Work required:
Pick out and copy every line from the rows below that contains the word "flower". Case matters.

**** Data for this exercise ****

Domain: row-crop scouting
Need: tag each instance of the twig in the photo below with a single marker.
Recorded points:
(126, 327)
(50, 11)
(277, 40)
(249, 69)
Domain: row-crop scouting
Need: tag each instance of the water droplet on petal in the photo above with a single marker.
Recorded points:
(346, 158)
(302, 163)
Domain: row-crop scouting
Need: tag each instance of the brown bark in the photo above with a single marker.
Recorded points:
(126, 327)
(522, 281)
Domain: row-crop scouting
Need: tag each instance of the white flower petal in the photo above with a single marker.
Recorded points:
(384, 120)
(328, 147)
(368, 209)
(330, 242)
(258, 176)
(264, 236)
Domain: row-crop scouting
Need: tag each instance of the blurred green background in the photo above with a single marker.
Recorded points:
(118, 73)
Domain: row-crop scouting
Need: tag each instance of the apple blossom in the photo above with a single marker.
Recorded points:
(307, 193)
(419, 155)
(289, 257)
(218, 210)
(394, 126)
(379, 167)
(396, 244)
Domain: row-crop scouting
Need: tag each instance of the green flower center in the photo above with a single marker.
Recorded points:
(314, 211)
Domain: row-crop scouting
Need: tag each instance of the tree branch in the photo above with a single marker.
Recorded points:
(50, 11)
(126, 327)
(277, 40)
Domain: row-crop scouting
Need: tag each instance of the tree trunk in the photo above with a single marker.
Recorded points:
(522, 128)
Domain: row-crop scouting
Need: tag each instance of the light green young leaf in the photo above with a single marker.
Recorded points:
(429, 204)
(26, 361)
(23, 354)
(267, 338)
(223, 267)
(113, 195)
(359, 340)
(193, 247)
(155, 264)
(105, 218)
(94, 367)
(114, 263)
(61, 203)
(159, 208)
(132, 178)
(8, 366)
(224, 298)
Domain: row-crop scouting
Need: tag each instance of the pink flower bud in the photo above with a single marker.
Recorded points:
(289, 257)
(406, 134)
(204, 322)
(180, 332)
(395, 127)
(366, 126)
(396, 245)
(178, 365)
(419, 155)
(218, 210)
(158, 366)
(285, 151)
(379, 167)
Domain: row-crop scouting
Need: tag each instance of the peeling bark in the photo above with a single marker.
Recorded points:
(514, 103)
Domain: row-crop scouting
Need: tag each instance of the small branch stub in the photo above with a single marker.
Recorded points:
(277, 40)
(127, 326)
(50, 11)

****

Result of the task:
Need: tag each instance of the white flower petal in the photo above with a single marker.
Need: tag each instance of the green flower center in the photo above with a single marker.
Need: tag each instance of the pink flower bud in the photo above with a single marker.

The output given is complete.